◆ Data for this task:
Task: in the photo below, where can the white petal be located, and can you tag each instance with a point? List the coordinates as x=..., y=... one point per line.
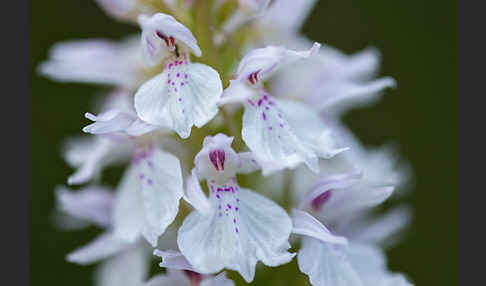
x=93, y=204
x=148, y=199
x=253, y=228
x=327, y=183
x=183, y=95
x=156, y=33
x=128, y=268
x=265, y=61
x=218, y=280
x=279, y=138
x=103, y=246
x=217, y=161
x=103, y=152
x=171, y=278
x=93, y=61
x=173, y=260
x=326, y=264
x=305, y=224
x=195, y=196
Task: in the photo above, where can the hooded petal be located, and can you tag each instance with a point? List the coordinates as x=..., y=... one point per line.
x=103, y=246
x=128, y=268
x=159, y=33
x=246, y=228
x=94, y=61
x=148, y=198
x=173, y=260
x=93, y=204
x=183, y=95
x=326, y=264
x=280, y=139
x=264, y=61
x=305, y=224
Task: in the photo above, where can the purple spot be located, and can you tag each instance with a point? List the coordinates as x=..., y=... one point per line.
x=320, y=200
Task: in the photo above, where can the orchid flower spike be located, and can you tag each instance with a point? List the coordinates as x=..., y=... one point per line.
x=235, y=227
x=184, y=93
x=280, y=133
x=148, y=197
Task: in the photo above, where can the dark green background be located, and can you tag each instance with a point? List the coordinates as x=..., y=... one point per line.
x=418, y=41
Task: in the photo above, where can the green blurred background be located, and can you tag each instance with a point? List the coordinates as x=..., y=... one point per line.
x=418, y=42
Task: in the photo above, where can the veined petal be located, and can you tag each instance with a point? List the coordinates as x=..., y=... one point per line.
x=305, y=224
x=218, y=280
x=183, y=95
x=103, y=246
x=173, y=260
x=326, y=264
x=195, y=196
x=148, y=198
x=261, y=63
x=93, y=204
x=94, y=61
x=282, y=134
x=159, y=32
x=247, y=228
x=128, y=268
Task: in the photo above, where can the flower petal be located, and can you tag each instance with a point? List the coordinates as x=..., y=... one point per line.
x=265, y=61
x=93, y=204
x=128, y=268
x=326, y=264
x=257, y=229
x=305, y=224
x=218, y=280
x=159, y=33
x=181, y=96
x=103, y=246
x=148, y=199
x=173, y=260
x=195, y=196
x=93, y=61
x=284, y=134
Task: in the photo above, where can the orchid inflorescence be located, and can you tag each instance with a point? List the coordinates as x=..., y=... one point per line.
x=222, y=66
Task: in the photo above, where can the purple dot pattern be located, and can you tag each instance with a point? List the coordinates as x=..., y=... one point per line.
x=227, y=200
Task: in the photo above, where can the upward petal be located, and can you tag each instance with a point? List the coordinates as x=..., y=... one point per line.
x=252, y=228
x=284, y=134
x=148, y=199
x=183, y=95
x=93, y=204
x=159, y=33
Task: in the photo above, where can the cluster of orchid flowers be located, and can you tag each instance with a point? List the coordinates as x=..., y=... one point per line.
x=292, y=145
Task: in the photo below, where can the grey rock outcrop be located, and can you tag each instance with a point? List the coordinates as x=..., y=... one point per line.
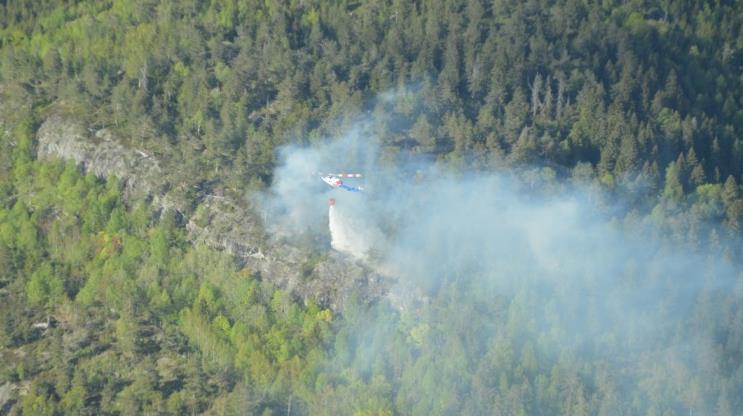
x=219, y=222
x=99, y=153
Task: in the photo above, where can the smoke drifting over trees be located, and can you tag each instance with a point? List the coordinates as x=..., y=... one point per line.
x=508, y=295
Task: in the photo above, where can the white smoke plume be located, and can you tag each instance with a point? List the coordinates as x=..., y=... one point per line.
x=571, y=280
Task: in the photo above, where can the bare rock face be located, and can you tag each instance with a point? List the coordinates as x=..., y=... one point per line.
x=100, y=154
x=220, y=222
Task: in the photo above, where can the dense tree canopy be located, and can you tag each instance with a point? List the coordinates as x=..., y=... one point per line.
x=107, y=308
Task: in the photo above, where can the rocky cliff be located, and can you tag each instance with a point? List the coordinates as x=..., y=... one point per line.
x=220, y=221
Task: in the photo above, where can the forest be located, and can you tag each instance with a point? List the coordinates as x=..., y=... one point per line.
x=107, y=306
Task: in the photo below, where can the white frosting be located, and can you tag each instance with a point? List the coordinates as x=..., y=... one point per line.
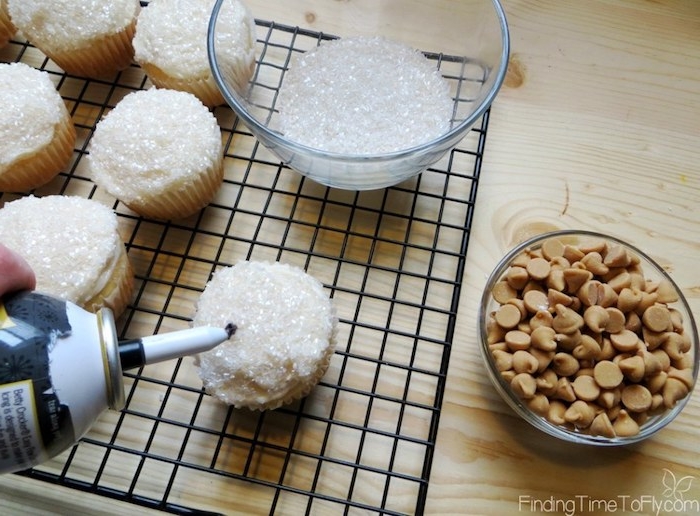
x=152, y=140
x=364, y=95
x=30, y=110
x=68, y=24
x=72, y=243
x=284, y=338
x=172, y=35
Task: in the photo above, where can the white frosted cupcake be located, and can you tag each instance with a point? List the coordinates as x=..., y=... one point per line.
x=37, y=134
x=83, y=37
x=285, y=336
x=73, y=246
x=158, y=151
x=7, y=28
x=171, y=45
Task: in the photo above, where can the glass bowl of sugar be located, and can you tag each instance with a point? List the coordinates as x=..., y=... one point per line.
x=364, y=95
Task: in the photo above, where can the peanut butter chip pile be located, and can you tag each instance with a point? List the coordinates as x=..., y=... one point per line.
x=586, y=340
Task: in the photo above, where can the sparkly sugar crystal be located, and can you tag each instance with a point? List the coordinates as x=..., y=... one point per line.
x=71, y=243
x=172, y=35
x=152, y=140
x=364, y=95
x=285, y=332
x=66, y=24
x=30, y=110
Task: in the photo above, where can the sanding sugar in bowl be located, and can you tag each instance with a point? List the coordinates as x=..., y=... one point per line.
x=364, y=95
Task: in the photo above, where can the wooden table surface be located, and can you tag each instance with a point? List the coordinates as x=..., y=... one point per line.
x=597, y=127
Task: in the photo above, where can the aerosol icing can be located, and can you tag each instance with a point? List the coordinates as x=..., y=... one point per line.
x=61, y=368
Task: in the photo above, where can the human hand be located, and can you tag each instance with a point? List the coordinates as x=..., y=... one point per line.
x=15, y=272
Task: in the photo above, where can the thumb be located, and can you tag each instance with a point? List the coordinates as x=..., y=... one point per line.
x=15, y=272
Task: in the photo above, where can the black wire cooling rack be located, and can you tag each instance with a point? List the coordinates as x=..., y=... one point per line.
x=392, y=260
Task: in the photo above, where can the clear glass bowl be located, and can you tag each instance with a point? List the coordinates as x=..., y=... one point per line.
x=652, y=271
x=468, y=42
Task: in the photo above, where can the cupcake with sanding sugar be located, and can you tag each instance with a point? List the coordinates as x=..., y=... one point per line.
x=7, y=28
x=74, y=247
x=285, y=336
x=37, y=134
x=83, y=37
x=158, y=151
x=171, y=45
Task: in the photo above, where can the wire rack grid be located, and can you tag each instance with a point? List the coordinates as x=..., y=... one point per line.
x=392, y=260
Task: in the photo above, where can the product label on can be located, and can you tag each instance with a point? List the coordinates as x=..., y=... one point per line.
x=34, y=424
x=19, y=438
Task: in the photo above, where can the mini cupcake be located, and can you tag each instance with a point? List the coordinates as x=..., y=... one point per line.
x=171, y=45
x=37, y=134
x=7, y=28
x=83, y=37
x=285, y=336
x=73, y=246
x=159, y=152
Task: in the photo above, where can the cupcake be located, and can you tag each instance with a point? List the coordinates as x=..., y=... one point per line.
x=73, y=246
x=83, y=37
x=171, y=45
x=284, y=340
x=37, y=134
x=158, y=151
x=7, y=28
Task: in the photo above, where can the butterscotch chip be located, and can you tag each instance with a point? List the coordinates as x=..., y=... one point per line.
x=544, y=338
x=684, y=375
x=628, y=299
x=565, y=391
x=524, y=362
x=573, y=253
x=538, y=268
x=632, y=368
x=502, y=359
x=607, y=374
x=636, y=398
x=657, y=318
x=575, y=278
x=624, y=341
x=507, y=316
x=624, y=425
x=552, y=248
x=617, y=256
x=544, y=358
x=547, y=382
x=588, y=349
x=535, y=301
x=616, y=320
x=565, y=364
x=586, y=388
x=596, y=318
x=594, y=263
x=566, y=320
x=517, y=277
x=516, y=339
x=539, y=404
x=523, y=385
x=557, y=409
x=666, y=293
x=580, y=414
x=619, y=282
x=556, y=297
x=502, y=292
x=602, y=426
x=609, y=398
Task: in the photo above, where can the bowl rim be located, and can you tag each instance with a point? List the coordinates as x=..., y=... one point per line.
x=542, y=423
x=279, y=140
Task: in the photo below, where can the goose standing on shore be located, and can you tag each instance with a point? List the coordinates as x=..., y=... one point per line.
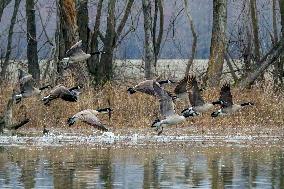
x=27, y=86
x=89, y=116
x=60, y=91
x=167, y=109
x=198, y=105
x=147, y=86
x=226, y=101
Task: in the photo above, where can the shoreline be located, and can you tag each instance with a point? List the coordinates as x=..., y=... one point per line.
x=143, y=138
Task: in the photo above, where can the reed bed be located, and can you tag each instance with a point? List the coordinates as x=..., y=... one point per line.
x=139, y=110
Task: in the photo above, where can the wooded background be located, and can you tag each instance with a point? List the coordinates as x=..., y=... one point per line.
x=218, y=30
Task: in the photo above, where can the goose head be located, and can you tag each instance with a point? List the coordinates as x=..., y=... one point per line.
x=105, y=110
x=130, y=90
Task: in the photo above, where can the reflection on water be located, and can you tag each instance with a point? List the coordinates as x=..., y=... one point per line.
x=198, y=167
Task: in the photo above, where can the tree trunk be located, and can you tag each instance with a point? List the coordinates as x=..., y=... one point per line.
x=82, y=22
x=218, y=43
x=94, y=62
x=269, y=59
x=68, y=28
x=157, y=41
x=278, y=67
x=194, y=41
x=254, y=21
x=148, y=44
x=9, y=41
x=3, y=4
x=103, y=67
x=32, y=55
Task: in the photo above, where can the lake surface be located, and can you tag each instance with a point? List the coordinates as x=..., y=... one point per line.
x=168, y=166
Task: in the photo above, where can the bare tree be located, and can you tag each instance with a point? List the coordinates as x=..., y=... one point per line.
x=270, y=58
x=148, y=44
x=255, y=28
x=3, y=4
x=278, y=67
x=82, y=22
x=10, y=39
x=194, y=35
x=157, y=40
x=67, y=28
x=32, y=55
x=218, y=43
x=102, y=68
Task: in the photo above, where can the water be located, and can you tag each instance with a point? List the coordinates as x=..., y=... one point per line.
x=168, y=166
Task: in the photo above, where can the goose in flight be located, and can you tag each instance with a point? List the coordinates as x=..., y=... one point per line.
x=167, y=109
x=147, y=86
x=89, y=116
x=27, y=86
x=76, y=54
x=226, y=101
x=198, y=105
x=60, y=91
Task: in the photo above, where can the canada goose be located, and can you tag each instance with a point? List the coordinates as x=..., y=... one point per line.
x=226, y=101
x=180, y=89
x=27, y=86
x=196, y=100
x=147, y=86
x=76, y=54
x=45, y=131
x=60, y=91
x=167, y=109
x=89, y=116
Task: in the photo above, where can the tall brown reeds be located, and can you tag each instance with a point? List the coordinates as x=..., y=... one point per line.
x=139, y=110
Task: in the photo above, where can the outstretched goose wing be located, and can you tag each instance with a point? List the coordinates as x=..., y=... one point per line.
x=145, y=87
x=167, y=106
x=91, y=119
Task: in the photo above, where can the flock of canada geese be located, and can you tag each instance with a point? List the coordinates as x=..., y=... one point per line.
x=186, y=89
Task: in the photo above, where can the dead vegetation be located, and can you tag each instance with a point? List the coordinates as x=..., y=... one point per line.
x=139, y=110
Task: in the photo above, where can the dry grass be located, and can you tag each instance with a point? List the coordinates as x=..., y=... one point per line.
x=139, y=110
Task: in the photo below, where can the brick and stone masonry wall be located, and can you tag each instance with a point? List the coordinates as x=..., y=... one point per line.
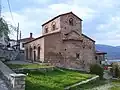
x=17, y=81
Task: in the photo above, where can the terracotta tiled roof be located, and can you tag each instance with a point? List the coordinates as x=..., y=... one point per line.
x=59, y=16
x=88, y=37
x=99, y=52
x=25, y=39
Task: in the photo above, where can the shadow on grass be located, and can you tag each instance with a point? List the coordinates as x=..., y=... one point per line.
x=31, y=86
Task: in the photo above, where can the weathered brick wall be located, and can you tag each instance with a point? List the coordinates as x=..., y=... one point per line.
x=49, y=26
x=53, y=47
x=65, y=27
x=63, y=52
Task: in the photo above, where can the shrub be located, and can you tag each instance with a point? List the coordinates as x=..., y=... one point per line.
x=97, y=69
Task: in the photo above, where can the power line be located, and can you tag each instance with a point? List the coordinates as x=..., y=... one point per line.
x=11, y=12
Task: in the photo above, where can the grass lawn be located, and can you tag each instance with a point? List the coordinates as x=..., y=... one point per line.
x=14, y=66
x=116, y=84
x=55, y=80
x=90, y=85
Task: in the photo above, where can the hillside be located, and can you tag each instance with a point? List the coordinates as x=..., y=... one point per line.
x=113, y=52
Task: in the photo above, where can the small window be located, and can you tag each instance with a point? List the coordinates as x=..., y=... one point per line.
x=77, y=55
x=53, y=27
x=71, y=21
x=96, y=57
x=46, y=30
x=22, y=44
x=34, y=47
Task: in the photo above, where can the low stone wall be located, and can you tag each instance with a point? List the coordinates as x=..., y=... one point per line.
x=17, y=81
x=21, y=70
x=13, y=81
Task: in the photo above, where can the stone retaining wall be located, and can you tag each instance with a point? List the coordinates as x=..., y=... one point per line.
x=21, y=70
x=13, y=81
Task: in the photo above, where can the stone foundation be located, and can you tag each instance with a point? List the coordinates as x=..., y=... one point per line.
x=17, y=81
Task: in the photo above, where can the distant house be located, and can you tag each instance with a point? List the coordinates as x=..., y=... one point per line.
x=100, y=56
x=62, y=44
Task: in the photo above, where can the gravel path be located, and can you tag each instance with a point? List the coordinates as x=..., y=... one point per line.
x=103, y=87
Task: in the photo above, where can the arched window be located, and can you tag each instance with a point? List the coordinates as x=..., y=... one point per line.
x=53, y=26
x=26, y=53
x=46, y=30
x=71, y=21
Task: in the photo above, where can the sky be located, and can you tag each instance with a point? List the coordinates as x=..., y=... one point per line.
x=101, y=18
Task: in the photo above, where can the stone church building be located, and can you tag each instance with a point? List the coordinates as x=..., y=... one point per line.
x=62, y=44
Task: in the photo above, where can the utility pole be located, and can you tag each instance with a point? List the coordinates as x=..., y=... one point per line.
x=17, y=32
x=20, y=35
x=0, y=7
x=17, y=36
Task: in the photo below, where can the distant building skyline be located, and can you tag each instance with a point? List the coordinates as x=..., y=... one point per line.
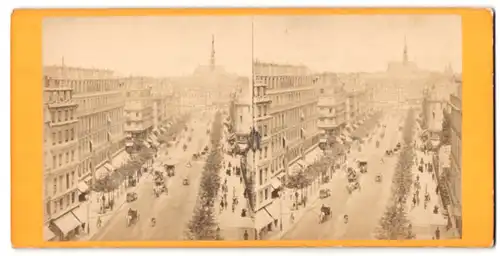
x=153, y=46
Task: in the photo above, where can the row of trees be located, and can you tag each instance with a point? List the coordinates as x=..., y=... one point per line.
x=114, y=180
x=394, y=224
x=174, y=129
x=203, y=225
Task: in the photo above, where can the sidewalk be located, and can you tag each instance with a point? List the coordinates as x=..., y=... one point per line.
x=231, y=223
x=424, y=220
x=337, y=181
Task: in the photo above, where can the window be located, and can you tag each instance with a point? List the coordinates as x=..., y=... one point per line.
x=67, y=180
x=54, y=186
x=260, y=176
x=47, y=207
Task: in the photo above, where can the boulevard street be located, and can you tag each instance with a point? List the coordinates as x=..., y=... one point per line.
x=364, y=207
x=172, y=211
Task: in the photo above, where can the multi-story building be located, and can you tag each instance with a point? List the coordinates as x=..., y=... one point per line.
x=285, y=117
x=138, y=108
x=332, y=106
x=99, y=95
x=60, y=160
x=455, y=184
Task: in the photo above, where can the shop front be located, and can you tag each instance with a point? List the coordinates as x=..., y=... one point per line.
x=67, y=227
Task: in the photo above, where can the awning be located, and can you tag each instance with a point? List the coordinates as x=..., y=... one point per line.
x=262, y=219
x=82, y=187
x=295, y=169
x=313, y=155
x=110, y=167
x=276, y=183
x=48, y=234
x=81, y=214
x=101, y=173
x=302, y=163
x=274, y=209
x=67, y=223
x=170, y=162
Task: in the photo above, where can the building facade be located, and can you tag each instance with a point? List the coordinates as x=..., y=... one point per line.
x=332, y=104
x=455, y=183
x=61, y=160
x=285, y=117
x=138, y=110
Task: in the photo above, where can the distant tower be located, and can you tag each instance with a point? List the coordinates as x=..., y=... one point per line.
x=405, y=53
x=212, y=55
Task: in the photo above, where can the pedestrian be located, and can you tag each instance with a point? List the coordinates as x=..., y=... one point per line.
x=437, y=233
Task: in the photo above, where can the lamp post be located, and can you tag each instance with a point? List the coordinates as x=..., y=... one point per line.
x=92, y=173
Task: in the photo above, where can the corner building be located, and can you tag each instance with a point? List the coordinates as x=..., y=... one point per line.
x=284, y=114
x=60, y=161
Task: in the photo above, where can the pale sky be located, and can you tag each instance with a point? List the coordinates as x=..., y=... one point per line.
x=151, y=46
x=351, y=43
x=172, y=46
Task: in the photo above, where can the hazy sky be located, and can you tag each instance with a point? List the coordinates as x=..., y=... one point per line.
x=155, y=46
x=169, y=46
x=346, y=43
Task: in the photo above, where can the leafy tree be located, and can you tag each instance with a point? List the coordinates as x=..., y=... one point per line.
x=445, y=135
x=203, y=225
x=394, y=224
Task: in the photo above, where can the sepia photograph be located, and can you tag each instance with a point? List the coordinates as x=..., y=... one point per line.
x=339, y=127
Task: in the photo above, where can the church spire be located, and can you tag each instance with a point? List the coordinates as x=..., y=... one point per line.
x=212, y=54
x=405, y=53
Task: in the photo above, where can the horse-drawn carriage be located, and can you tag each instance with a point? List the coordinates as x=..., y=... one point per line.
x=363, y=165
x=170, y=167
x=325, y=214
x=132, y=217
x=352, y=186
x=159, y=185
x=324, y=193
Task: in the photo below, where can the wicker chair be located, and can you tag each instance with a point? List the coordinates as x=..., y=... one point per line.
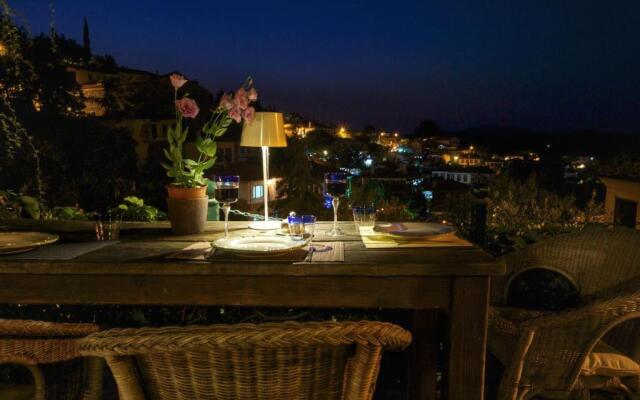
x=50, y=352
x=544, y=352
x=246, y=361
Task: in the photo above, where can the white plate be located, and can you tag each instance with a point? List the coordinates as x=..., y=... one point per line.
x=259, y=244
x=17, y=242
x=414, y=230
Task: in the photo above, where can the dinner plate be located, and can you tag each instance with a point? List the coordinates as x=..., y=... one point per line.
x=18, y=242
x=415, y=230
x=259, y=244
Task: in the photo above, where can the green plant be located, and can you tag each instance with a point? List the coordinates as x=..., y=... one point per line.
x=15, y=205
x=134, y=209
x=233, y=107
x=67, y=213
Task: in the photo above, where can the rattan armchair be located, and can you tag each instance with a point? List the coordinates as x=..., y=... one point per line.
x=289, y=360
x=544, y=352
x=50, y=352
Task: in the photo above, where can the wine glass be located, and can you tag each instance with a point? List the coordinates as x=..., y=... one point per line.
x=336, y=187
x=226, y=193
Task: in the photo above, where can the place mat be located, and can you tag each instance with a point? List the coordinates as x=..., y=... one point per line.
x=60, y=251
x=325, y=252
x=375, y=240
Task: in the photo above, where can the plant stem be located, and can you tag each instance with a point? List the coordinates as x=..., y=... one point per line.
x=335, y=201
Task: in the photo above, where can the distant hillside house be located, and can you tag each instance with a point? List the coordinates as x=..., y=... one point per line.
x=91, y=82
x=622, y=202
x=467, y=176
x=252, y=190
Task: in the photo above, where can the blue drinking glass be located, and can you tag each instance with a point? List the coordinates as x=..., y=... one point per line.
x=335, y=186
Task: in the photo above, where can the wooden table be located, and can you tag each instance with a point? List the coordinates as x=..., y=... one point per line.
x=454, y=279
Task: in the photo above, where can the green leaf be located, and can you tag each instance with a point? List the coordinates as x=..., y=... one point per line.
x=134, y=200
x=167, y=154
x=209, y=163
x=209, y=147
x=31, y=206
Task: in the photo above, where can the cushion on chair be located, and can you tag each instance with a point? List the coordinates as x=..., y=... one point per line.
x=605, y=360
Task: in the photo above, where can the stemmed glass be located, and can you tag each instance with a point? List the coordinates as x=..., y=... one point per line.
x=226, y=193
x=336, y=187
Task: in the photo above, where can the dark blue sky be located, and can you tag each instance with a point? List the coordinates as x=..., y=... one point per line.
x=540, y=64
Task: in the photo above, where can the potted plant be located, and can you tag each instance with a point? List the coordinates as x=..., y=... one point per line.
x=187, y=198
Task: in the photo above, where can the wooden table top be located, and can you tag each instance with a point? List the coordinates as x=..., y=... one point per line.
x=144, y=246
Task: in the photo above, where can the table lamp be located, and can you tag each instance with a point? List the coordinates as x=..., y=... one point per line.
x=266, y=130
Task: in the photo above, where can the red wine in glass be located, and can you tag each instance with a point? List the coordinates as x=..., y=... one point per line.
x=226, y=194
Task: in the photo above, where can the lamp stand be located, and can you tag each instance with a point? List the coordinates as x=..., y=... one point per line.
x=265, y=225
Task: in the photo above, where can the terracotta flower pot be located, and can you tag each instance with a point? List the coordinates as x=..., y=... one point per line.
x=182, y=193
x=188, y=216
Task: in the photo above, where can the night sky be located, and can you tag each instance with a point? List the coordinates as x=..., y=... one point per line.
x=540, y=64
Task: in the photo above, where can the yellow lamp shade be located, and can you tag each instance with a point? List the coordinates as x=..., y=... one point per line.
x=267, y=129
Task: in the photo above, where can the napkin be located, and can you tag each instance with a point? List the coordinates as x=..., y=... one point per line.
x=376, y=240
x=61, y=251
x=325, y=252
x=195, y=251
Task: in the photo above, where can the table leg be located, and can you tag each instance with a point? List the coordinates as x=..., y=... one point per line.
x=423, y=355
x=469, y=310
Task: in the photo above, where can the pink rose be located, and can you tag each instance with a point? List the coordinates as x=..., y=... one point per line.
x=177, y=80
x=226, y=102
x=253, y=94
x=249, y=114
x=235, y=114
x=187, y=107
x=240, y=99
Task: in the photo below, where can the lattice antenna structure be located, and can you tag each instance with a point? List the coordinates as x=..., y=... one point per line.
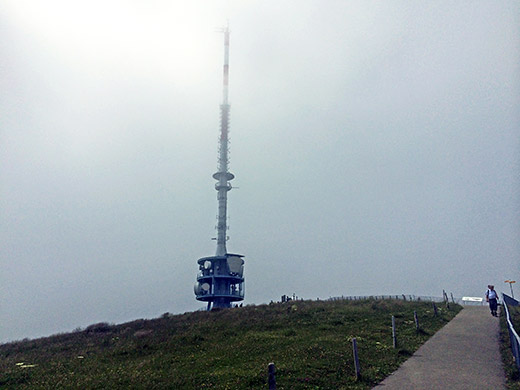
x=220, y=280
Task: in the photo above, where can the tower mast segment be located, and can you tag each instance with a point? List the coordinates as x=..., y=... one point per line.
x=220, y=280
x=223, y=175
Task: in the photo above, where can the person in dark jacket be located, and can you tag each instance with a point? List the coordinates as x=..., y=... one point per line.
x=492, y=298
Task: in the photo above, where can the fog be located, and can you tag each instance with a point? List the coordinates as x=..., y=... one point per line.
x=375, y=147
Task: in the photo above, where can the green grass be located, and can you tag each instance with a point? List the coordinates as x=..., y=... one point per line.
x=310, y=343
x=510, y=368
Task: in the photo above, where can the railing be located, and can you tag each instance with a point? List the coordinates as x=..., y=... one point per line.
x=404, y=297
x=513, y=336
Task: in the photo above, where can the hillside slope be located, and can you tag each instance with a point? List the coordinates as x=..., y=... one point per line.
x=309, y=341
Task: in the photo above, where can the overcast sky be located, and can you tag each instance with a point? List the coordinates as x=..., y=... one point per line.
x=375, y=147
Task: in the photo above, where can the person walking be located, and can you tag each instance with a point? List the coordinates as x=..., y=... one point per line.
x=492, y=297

◆ Set task: Starting at the line with "Task: in the photo above, where can the pink", output each line through the final one of the listing above, and nothing else. Pictures are to be left out.

◆ Problem solution:
Task: in the photo above, where can the pink rose be located, and can you tag each instance with a point? List the coordinates as x=..., y=... one point per line.
x=177, y=80
x=226, y=102
x=253, y=94
x=249, y=114
x=235, y=114
x=187, y=107
x=240, y=99
Task: in the photo below, where can the lattice antenna structure be located, and can you tag each instance with a point? List the coordinates as x=..., y=... one point per line.
x=220, y=280
Task: in the photo above, where can the tower mast segment be located, and can you tag each instance with a point? List the coordinates as x=..., y=... one point per line.
x=220, y=280
x=223, y=175
Task: in the photo above, where can the person in dark jacket be located, and can you tag each instance with a point? List the coordinates as x=..., y=... one point per line.
x=492, y=298
Task: in the photo above, where can the fog be located, and can you tag each instance with a point? List the coordinates as x=..., y=... one point per line.
x=375, y=147
Task: in the photo above, where can the green grass be located, and can you tag each instance with a point? List the coordinates as x=..., y=... one point per line.
x=310, y=343
x=510, y=368
Task: in the photo above, where can the railing be located, and can you tag each instance with a point? List the coordinates as x=..., y=... one point per line.
x=404, y=297
x=513, y=336
Task: in the photo above, where can the hillside slope be located, and can you tag each instance with a point? List the coordinates as x=..., y=... one point per line.
x=309, y=341
Task: in the photo above, where can the overcast sky be located, and can you tag each instance with a point? List the coordinates as x=..., y=... one point per line.
x=375, y=147
Task: in the photo above, where can the person walking be located, and can you tag each instance with a point? List the coordinates as x=..., y=... one point per line.
x=492, y=297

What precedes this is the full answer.